# WORK INSTRUCTIONS
In the data that follows, find the line containing "the blue sky"; then quote that line and every line after it, exactly, through the last one.

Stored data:
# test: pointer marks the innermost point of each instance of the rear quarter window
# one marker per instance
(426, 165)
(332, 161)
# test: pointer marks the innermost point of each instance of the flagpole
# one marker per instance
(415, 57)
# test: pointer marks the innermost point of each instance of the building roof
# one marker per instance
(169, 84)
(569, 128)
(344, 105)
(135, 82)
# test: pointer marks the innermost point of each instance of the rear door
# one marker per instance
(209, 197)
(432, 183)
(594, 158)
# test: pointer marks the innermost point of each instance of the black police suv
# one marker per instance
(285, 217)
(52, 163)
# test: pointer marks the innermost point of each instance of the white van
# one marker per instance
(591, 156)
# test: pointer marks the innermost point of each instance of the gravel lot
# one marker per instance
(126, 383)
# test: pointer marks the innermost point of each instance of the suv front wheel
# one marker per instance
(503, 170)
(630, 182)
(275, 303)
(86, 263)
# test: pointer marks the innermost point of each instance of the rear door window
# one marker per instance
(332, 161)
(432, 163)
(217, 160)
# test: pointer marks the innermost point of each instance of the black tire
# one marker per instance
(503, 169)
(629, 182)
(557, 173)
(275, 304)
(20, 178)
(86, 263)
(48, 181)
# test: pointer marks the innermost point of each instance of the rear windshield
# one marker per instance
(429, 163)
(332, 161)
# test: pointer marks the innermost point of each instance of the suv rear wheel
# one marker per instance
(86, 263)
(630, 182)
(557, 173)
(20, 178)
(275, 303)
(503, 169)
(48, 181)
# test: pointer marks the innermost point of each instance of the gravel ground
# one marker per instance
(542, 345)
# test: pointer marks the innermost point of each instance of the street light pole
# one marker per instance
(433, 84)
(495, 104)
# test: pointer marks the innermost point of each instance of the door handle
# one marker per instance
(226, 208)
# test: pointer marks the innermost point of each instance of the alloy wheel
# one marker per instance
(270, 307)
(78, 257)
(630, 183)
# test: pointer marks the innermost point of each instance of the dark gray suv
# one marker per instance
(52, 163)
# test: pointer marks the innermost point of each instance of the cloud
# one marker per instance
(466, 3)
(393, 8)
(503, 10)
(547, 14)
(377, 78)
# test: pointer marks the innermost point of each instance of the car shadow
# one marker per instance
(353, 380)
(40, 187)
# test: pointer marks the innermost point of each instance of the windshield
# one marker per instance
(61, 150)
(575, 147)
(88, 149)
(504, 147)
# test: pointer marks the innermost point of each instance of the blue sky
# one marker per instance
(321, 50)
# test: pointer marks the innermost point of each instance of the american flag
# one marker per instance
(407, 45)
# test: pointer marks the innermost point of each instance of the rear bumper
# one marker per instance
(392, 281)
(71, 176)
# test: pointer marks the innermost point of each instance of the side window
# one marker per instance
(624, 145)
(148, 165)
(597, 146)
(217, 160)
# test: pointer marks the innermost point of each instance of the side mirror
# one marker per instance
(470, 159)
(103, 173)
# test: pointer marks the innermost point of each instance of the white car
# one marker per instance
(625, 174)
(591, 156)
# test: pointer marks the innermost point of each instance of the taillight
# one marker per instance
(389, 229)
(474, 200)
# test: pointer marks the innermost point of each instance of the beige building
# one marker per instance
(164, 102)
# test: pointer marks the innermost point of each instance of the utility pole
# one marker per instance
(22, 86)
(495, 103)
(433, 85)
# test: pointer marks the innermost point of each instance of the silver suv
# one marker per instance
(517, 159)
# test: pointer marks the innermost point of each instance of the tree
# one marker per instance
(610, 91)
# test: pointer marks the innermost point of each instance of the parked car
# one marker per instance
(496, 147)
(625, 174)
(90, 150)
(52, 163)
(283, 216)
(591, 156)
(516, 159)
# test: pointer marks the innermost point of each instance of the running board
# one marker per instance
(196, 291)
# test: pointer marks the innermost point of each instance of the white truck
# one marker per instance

# RIGHT ANSWER
# test: pointer marks the innermost point of each instance of the blue sky
# one marker per instance
(321, 50)
# test: pointer marks the innermost point of each instance of the american flag
# one marker per instance
(407, 45)
# test: pointer marks the innermost point of each instance of the rear bumper
# one marker per instance
(392, 281)
(71, 176)
# test: pointer marks the innermost point of each instance of the side window
# one marker per instance
(624, 145)
(148, 165)
(597, 146)
(217, 160)
# test: pointer marks the innermost point of each instance of the side mirror
# one marker per instance
(470, 159)
(103, 173)
# test: pointer marks the innermost point of each instance of the white car
# one marker per instance
(625, 174)
(591, 156)
# test: pointer marks the innermost point of each instance of the taillight
# one marker per instance
(389, 229)
(474, 200)
# test: pointer marks the innermost point of each instance of the beige building
# one marker per instance
(164, 102)
# test: pointer marks the innermost point of each instance of the utility pole
# one marker per instance
(22, 86)
(495, 103)
(433, 85)
# test: pointer marks the innermost point of each instance of the silver suv
# one marker per instance
(517, 159)
# test: pointer marks the innermost point of each instance of the tree
# one marker per instance
(610, 91)
# test: pointer marks the innermost point of each instance of the parked car
# one marker per instance
(496, 147)
(625, 174)
(90, 150)
(52, 163)
(283, 216)
(591, 156)
(516, 159)
# test: pointer marks the innermost point of each instance of the running board
# one marker per instance
(196, 291)
# test: pointer marks the innermost point of each instance of the white truck
# one marker per instance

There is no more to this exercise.